GIVEN TASK -> Copy the entries below, changing "JSON array" to "JSON list" and leaving everything else as it is. Omit the pictures.

SUPPLIED ENTRIES ->
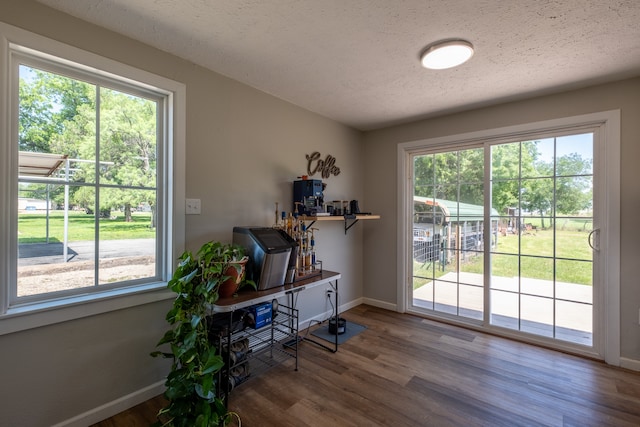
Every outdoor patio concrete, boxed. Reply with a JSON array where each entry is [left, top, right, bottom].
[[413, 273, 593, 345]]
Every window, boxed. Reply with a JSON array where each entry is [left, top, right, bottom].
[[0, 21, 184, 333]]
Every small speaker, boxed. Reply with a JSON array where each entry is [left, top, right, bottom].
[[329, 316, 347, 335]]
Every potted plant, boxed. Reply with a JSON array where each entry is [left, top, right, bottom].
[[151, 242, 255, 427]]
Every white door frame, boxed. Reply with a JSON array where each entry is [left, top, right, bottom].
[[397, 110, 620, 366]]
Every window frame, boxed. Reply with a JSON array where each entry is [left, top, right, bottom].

RESULT FOR THIS EXERCISE ->
Every outdoor patio concrete, boxed. Reply with a JSON list where each entry is [left, top, right, bottom].
[[413, 273, 593, 345]]
Every window, boxed. Reply with a JSON list where each entry is [left, top, right, bottom].
[[0, 21, 184, 333]]
Every small speaker, boxed. Reply with a JSON list where each entry is [left, top, right, bottom].
[[329, 316, 347, 335]]
Every potted plant, boxed. Reply with a JSON list where each entry is [left, top, right, bottom].
[[151, 242, 255, 427]]
Every white door frame, boxed. Reply with a JSON list where each entry is [left, top, right, bottom].
[[397, 110, 620, 366]]
Every window frame, boxed. Reply with a JSON list where each entry is [left, top, right, bottom].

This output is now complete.